• Directive: Starting with the line that contains "point_to(query) locates a point on each instance of the hardwood" and going on through the end of the data below, write those lines again with "metal" swapped for "wooden" and nothing else changed.

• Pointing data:
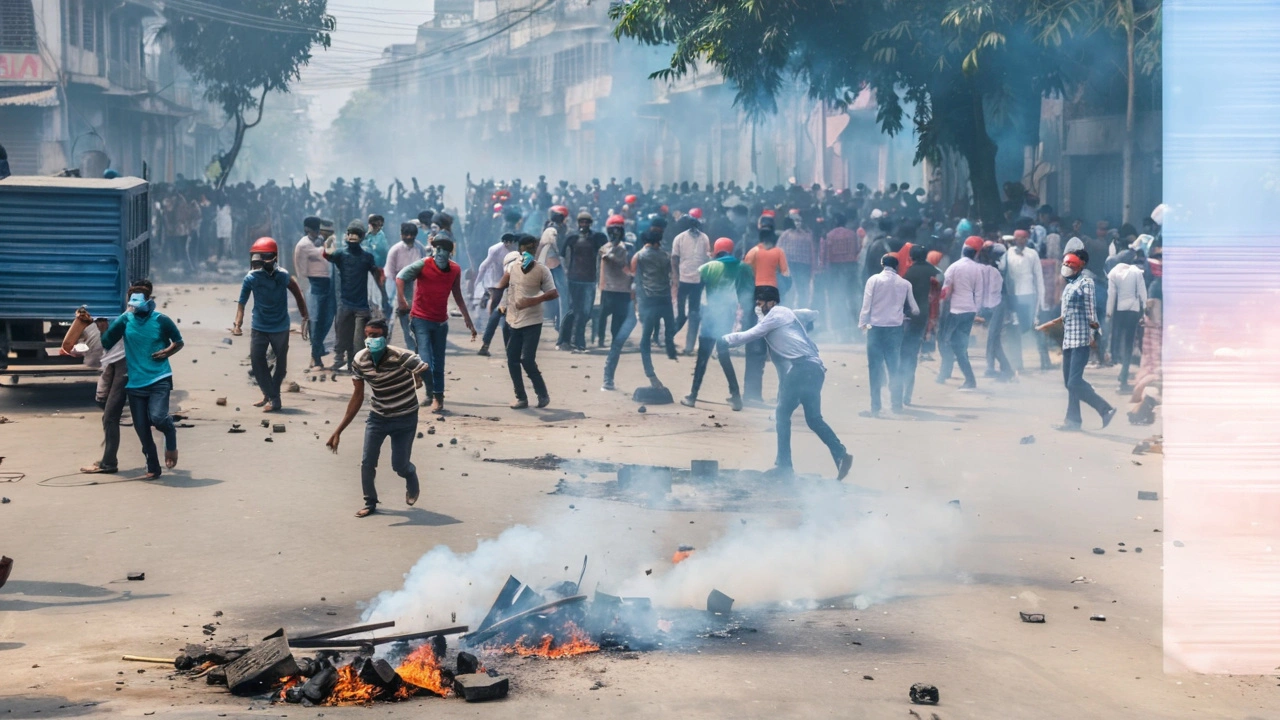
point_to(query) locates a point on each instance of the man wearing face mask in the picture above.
(391, 373)
(529, 285)
(150, 338)
(407, 251)
(801, 384)
(355, 267)
(1079, 320)
(434, 281)
(270, 287)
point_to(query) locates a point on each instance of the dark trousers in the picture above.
(348, 335)
(956, 340)
(522, 352)
(913, 337)
(493, 297)
(1078, 390)
(401, 431)
(689, 295)
(432, 338)
(883, 359)
(615, 310)
(801, 387)
(652, 310)
(620, 335)
(150, 409)
(115, 377)
(321, 314)
(996, 340)
(269, 379)
(1124, 326)
(581, 300)
(704, 354)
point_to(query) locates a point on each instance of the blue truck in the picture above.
(64, 244)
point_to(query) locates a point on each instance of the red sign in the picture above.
(21, 67)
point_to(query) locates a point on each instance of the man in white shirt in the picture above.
(690, 251)
(1127, 297)
(883, 313)
(964, 286)
(801, 386)
(401, 255)
(1023, 272)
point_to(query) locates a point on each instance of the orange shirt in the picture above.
(767, 263)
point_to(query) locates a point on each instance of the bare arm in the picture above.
(357, 399)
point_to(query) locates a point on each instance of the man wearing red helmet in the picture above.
(689, 253)
(270, 287)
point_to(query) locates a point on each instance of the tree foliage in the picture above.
(959, 65)
(241, 50)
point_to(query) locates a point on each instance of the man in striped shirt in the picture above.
(392, 374)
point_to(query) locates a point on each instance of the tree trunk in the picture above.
(1127, 187)
(981, 155)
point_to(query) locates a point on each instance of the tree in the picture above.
(241, 50)
(961, 65)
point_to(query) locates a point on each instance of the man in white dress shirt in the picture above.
(883, 313)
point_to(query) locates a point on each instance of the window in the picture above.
(73, 22)
(17, 26)
(90, 37)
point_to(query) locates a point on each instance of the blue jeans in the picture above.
(629, 323)
(432, 338)
(323, 311)
(150, 409)
(1078, 390)
(401, 431)
(885, 352)
(801, 387)
(956, 340)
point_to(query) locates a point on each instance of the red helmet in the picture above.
(263, 246)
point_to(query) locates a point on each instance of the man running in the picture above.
(150, 338)
(727, 282)
(270, 287)
(433, 281)
(801, 384)
(391, 373)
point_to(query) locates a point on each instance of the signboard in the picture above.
(22, 67)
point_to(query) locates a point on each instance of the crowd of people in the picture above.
(772, 270)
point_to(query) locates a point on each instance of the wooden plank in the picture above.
(341, 643)
(348, 630)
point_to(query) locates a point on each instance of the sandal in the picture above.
(96, 468)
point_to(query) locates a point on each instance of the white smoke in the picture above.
(841, 546)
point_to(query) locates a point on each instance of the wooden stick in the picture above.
(323, 642)
(348, 630)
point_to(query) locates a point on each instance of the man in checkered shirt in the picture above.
(1079, 319)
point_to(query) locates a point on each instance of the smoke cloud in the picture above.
(837, 546)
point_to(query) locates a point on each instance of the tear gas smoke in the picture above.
(842, 545)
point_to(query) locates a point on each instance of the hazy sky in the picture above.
(362, 32)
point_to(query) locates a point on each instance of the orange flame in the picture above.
(579, 643)
(421, 670)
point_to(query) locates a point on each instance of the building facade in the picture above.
(90, 85)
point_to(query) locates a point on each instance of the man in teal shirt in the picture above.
(150, 338)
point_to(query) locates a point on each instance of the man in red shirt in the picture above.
(434, 278)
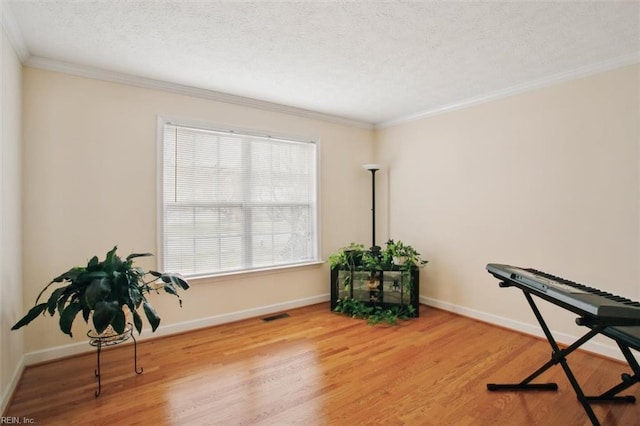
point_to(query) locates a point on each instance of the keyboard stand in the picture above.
(559, 356)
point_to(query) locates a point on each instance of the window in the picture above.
(234, 201)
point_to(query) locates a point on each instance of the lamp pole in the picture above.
(373, 168)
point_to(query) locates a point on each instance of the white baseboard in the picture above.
(13, 384)
(610, 351)
(57, 352)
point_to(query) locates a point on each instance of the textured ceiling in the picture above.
(371, 61)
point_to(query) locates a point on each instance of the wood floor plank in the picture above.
(316, 367)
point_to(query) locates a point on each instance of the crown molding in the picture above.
(521, 88)
(148, 83)
(11, 29)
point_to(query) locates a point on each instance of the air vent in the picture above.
(275, 317)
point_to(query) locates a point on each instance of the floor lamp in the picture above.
(373, 168)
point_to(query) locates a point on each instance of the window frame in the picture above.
(164, 120)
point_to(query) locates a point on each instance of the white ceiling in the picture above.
(373, 62)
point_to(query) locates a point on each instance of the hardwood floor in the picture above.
(320, 368)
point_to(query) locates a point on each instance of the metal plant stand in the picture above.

• Finished answer:
point_to(query) locates a point on each instance of the hardwood floor in the picture above.
(320, 368)
point_to(query) locates a point on each instance of the wooden plant stand in the picture above.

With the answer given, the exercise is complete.